PROBLEM DETAILS
Reproduce the items from the start of the records through the line containing "[0,2,1200,898]", switching "dove" to "pigeon" and leaving everything else unchanged.

##########

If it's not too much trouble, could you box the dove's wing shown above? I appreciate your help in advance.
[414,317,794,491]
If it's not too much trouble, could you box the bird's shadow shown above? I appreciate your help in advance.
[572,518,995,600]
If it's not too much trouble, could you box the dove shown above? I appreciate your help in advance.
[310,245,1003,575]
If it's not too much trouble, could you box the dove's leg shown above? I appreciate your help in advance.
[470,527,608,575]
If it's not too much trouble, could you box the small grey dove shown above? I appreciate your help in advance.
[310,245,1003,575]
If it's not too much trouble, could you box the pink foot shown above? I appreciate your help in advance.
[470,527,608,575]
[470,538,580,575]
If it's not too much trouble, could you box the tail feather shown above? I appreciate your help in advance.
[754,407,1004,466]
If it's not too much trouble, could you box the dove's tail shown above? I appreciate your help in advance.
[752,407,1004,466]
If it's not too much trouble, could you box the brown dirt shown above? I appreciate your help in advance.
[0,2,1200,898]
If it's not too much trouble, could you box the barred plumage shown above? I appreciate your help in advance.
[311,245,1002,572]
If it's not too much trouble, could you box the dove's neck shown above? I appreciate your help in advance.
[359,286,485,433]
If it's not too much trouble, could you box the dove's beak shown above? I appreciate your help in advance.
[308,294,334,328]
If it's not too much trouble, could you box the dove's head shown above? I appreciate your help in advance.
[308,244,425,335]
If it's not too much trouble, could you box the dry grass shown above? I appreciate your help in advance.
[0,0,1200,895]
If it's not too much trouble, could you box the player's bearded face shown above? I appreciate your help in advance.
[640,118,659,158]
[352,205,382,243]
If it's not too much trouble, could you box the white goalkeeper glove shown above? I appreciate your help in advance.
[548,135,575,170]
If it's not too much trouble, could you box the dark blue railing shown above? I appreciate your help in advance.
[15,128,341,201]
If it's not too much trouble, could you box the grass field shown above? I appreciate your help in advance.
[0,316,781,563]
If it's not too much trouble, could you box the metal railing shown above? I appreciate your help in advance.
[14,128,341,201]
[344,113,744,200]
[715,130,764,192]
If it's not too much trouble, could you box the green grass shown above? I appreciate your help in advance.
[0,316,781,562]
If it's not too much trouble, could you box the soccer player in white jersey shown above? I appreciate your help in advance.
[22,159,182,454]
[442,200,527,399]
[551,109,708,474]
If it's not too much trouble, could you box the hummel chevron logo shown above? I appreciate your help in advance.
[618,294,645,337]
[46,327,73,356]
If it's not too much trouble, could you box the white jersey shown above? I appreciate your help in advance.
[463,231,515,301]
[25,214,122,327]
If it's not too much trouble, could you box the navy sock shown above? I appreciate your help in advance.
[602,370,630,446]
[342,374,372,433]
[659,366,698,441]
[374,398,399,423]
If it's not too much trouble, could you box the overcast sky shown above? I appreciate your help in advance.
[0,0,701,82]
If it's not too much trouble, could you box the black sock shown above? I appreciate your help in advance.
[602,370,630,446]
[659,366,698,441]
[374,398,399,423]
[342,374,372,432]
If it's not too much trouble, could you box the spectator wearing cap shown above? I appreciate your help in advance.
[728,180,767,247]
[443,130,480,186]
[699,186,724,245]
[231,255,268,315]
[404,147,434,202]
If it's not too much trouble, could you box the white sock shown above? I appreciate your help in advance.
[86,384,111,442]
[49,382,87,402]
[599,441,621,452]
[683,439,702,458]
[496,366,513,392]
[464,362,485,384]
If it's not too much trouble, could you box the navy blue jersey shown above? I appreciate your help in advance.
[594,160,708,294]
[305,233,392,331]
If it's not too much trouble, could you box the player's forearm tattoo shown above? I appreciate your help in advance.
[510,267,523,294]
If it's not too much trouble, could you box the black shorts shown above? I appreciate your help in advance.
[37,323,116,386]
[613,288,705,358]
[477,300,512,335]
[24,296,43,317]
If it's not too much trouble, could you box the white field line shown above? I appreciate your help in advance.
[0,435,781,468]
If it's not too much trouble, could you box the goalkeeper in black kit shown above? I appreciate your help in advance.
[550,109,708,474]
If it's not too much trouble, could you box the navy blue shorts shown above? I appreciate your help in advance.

##########

EXERCISE OUTPUT
If it's not too much trouble, could you box the pigeon's wing shown above? I appreciate your help in advance.
[414,317,794,491]
If it's not too much trouble, could you box the bird's shadow shown above? I appreciate your help in advance.
[572,518,995,600]
If it's not too much trouble, could you box the pigeon shown above? I appreciate your help in advance.
[310,245,1003,575]
If it's not too much trouble, could you box the pigeon's leg shown above? I appreciate your help in advance.
[470,527,608,575]
If it's not too much trouble, could you box the small grey pigeon shown above? I appreciate your help in advance.
[310,245,1003,575]
If it's not too much trouble, could you box the pink foot shown above? I appreciate your help in advance.
[470,527,608,575]
[470,538,580,575]
If it's not too much trouble, could you box the tail feather shown above? I appreciate your help in advance.
[754,407,1004,466]
If it's not too much trouble, could you box the pigeon's tail shown above? I appreciate your help in advance.
[752,407,1004,466]
If it's not too much trouble, could you box the brown dirt shown above? I appreciate your help in advance.
[0,2,1200,898]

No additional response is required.